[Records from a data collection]
::::::::::

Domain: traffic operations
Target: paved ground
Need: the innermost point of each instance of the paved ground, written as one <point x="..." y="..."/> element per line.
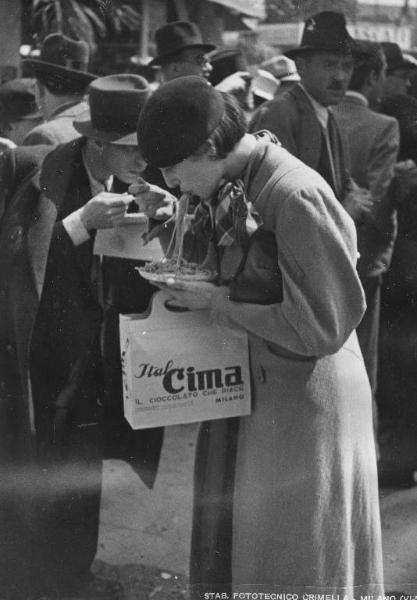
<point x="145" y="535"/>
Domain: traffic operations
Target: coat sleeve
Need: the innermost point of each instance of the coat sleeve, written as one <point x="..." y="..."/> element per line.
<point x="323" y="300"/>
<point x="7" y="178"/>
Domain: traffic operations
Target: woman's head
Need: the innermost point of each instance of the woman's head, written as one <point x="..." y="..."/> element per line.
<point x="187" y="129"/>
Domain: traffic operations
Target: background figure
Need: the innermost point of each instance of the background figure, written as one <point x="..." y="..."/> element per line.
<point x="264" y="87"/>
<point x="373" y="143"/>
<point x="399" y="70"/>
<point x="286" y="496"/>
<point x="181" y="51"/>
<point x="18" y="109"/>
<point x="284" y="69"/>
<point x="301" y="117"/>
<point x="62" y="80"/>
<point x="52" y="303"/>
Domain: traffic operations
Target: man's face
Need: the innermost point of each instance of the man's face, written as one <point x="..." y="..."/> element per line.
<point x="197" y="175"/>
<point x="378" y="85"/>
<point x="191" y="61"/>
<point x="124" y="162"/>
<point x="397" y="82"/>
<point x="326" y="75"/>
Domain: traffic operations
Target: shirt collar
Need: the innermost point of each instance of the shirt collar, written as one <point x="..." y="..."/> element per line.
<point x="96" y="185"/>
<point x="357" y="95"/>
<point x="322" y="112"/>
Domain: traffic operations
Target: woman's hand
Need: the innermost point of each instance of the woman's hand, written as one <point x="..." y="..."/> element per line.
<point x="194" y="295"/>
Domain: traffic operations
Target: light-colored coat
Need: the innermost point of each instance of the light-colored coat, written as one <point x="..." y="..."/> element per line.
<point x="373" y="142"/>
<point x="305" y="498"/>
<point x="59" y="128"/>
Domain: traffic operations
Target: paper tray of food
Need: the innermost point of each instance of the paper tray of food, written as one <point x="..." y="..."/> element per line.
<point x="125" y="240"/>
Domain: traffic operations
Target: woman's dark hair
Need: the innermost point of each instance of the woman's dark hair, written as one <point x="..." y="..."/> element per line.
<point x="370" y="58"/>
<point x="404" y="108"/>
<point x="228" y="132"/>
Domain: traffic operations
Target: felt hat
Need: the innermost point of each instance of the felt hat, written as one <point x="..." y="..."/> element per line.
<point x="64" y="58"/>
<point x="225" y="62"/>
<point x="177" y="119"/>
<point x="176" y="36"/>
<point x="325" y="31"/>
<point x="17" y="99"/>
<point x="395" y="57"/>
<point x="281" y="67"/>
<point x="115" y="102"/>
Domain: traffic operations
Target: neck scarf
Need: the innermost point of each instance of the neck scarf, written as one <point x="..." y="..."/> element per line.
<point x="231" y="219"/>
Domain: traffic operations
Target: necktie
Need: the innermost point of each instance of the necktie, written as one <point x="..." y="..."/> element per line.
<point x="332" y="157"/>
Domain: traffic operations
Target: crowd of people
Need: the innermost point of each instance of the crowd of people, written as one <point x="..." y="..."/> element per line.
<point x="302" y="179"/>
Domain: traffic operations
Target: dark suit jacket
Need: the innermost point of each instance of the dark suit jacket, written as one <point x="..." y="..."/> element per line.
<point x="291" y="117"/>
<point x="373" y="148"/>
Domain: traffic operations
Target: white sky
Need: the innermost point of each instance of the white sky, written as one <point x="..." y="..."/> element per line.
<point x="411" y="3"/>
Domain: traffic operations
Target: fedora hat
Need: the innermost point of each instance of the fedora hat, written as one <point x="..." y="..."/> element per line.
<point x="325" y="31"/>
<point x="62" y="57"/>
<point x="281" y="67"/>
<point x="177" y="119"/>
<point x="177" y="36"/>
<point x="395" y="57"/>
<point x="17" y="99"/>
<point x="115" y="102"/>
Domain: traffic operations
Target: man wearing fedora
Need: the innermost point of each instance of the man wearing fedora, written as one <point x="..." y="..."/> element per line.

::::::::::

TASK:
Copy the listing in full and without alteration, omitting every picture.

EXPECTED ANSWER:
Domain: traffic operations
Target: paved ground
Need: the innermost point of each instance of the paved ground, written as one <point x="..." y="..."/> element per line.
<point x="145" y="535"/>
Domain: traffic operations
Target: coat sleeve
Need: the innermost point of each instance of the coat sleeve, written as one <point x="..." y="..."/> element per line.
<point x="323" y="300"/>
<point x="7" y="178"/>
Domain: traffic operations
Target: woman's head
Need: the innermost point of each instance of the woman's head, written as one <point x="..." y="..."/> element per line.
<point x="187" y="129"/>
Domain: traffic operations
Target: background figure
Need: the innermost point of each instance of the background figure, written as one <point x="..." y="..."/> element per line.
<point x="264" y="87"/>
<point x="373" y="143"/>
<point x="399" y="70"/>
<point x="286" y="496"/>
<point x="181" y="51"/>
<point x="18" y="109"/>
<point x="284" y="69"/>
<point x="301" y="117"/>
<point x="62" y="80"/>
<point x="52" y="303"/>
Domain: traffic operations
Target: man's face
Need: the innermost point of each instance of the man's face, written as one <point x="..." y="..."/> element per line.
<point x="197" y="175"/>
<point x="378" y="85"/>
<point x="191" y="61"/>
<point x="124" y="162"/>
<point x="397" y="82"/>
<point x="326" y="75"/>
Domain: traffic operations
Target: shirt collar
Need: the innermost point of each instance of the shirt collar, written as one <point x="..." y="..."/> element per line.
<point x="96" y="185"/>
<point x="357" y="95"/>
<point x="322" y="112"/>
Domain: traffic operations
Target: woman's hand
Need: the innermost point of each instance of the woman's hand, written as one <point x="..." y="..."/> element per line.
<point x="194" y="295"/>
Domain: traffic operations
Target: light-colored coat
Need: the innermost point of each instance of the light-colored coat, written as one <point x="..." y="..."/> element per line.
<point x="373" y="142"/>
<point x="305" y="498"/>
<point x="59" y="128"/>
Domain: traffic operations
Target: paper tray of food
Need: the innermost point of each instance of the paper tray of food, written as one <point x="..." y="..."/> element per line.
<point x="125" y="240"/>
Domain: traffic operations
Target: woman's dark hair
Need: the innermost point of each instance of the woman's dark hair, written as one <point x="..." y="..."/> element per line.
<point x="370" y="58"/>
<point x="404" y="108"/>
<point x="228" y="132"/>
Domain: traffic operations
Target: felt hat
Need: the innermost point of each instance of the felt hat, written as one <point x="..." y="..."/> element per line.
<point x="64" y="58"/>
<point x="225" y="62"/>
<point x="177" y="119"/>
<point x="176" y="36"/>
<point x="325" y="31"/>
<point x="17" y="99"/>
<point x="395" y="57"/>
<point x="281" y="67"/>
<point x="115" y="102"/>
Domain: traffic operations
Target: neck scarf
Need: the innermost point of each instance of the neck scarf, written as one <point x="..." y="..."/> element per line.
<point x="231" y="219"/>
Domain: traffic operations
Target: necktie
Need: the innermost point of each instance of the necktie, written as one <point x="..." y="..."/> element per line.
<point x="332" y="157"/>
Domain: traffic operations
Target: crowd of people
Need: the innermost point of each instance of the crowd of people, written as one <point x="..." y="..."/> element per line.
<point x="302" y="179"/>
Domain: traffic operations
Target: dark suit jacket
Need: the innermost point of each instance of the dark suit jacket, written as one <point x="..." y="..."/> element per line.
<point x="291" y="117"/>
<point x="373" y="148"/>
Domain: traffic operations
Target: white sky
Need: the innermost point of each instance of the white sky, written as one <point x="..." y="..."/> element per line.
<point x="411" y="3"/>
Domain: traffic operations
Target: fedora hat
Need: the innermost point of each instance of the fedora hat, written as one <point x="..." y="..."/> element per line.
<point x="325" y="31"/>
<point x="62" y="57"/>
<point x="281" y="67"/>
<point x="177" y="119"/>
<point x="177" y="36"/>
<point x="395" y="57"/>
<point x="17" y="99"/>
<point x="115" y="102"/>
Domain: traffic operations
Target: man wearing fedora
Need: the innermost point of each instance of the man wearing fedora, written as one <point x="..." y="..."/> element per line.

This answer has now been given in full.